#### Goal of the exercise:
Turn every line of the listing below into an item of a numbered list, and leave out any blank lines.
[start]
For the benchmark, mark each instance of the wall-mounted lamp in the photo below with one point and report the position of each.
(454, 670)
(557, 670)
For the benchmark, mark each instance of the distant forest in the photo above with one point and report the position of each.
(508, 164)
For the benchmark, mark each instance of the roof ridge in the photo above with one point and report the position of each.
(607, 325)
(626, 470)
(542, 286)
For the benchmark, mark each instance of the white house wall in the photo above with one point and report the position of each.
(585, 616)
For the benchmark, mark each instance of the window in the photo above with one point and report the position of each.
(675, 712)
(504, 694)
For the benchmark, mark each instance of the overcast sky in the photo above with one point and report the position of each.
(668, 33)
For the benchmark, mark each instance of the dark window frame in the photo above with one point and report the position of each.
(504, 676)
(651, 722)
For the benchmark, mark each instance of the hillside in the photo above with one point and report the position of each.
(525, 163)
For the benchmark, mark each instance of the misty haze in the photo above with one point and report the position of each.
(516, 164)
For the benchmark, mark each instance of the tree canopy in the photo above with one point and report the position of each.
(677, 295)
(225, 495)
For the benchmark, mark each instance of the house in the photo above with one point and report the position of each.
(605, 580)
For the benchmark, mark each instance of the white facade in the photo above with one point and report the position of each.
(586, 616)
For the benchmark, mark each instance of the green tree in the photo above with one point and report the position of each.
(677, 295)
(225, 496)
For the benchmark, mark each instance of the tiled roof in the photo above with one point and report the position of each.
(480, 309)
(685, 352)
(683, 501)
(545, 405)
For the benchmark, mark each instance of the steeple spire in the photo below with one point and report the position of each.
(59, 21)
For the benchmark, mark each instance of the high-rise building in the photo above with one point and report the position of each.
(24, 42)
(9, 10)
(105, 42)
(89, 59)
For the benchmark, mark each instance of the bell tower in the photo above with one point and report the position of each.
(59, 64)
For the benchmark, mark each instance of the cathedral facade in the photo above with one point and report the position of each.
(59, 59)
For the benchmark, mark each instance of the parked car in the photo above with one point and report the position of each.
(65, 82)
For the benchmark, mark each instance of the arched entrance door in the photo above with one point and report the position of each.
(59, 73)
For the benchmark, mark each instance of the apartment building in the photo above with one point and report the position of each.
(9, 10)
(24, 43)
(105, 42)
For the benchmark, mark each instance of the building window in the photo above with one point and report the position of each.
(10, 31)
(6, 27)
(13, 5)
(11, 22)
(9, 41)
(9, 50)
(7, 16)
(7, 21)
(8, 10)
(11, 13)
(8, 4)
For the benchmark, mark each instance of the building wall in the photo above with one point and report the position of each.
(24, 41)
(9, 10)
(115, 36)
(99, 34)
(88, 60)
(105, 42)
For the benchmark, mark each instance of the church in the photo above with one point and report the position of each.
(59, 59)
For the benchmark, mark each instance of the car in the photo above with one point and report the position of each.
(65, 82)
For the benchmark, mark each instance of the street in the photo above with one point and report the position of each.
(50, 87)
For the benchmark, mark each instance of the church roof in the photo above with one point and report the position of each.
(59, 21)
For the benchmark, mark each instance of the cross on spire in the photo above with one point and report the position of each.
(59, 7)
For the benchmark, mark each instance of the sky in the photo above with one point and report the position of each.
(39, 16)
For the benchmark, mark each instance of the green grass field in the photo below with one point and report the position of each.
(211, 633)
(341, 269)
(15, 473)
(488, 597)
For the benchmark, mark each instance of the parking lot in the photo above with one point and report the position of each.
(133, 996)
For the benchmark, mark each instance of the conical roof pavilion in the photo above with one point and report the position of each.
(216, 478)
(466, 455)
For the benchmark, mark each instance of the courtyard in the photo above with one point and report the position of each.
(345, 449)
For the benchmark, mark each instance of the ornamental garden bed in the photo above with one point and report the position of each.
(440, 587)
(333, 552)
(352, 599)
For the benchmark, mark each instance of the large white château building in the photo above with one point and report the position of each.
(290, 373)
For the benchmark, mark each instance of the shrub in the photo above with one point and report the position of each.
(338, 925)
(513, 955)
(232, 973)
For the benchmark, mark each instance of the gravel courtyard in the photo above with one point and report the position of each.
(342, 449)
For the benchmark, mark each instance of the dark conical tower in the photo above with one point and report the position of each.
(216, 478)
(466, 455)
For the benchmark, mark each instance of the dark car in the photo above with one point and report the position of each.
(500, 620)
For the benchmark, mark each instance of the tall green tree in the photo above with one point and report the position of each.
[end]
#### Written solution:
1. For the benchmark, mark each instance of the wall-mounted lamp in the photo below with one point and report the position of each.
2. (454, 670)
3. (557, 670)
4. For the benchmark, mark each instance of the distant forest in the photo above with one point and report the position of each.
5. (508, 164)
6. For the benchmark, mark each instance of the roof ridge in the photo above with one point and report the position of each.
7. (607, 325)
8. (626, 470)
9. (542, 286)
10. For the benchmark, mark each instance of the white house wall in the photo above with one point and report the position of each.
11. (585, 616)
12. For the benchmark, mark each instance of the window in the photo above with one point and report the position of each.
13. (675, 712)
14. (504, 694)
15. For the benchmark, mark each instance of the overcast sky in the photo above with one point and report the position of each.
16. (668, 33)
17. For the benchmark, mark each instance of the dark window frame in the photo above with one point and report the position of each.
18. (504, 676)
19. (651, 722)
20. For the benchmark, mark each instance of the hillside in the photo above with one point and report the position of each.
21. (525, 163)
22. For the benchmark, mark each instance of the misty haze in the photo above with one point and report the position of each.
23. (516, 164)
24. For the benchmark, mark each instance of the tree canopy in the photo above with one point and report the position of each.
25. (677, 295)
26. (225, 495)
27. For the benchmark, mark each instance of the house in the photo above with one point and report the position of each.
28. (605, 580)
29. For the benchmark, mark each instance of the white facade in the photo above with one point and report the position of each.
30. (586, 616)
31. For the benchmark, mark each instance of the green tree in the photo above with one point and report the position of each.
32. (677, 295)
33. (225, 496)
34. For the benchmark, mark each instance of the tiled roof in the photo above with one point and report the position of each.
35. (480, 309)
36. (685, 352)
37. (683, 501)
38. (545, 405)
39. For the benchmark, mark each instance of the steeple spire in the photo below with one point and report the position of each.
40. (59, 21)
41. For the benchmark, mark each instance of the high-rise building in the photo above with one point and report the position of each.
42. (24, 42)
43. (9, 10)
44. (105, 42)
45. (89, 59)
46. For the benchmark, mark each instance of the bell tower in the photo above with one point and report the position of each.
47. (59, 64)
48. For the benchmark, mark each instance of the cathedral facade in the photo above with one point and report the position of each.
49. (59, 59)
50. For the benchmark, mark each instance of the parked car in the photo above with one point and report the position of each.
51. (65, 82)
52. For the benchmark, mark each instance of the arched entrance door in the photo above with one point and report the position of each.
53. (59, 73)
54. For the benchmark, mark each instance of the apartment building in the photo above with one point and report the position of each.
55. (9, 10)
56. (24, 43)
57. (105, 42)
58. For the benchmark, mark each instance of the building window in the photo above with one point and report the position of each.
59. (10, 31)
60. (6, 27)
61. (13, 5)
62. (11, 22)
63. (9, 41)
64. (9, 50)
65. (7, 16)
66. (7, 21)
67. (8, 10)
68. (11, 13)
69. (8, 4)
70. For the benchmark, mark each instance of the building wall in the photo above with one point and report the position of each.
71. (24, 41)
72. (9, 10)
73. (115, 36)
74. (99, 34)
75. (88, 60)
76. (105, 42)
77. For the benchmark, mark each instance of the church in the photo above with one point and report the position of each.
78. (59, 59)
79. For the benchmark, mark each instance of the car in the photo above with one point and report the position of each.
80. (65, 82)
81. For the benchmark, mark each instance of the street in the photo above with one point and report the position of each.
82. (50, 87)
83. For the benchmark, mark each instance of the church roof in the photo above with one point and report the position of each.
84. (59, 21)
85. For the benchmark, mark each instance of the cross on spire in the photo above with one point and report the position of each.
86. (59, 7)
87. For the benchmark, mark each instance of the sky in the photo above with one point and report the position of each.
88. (39, 16)
89. For the benchmark, mark each instance of the green grass field in the photo below with one point and report the position of each.
90. (211, 633)
91. (341, 269)
92. (15, 473)
93. (488, 597)
94. For the benchmark, mark each instance of the parking lot in the photo above with one point and report the position of each.
95. (133, 996)
96. For the benchmark, mark each instance of the conical roof pavilion in the photo above with one point and report the position of each.
97. (216, 478)
98. (466, 455)
99. For the benchmark, mark each instance of the courtyard in the photo above with one point and report the position of each.
100. (345, 449)
101. For the benchmark, mark each instance of the ornamental garden bed in the photo above with one point and report the position of each.
102. (440, 587)
103. (333, 552)
104. (352, 599)
105. For the benchmark, mark each instance of the large white château building in the photo above with one point and report the position of each.
106. (290, 373)
107. For the benchmark, mark each instance of the shrub in the photo above with one point and report the position of each.
108. (338, 925)
109. (513, 955)
110. (232, 973)
111. For the benchmark, mark each instance of the gravel courtyard in the photo above with one point and report the position of each.
112. (342, 449)
113. For the benchmark, mark each instance of the dark conical tower in the photo above with one point and report the position of each.
114. (216, 478)
115. (466, 455)
116. For the benchmark, mark each instance of the dark car in the photo above with one point and report the position of each.
117. (500, 620)
118. For the benchmark, mark each instance of the tall green tree in the photo above with one point and report the position of each.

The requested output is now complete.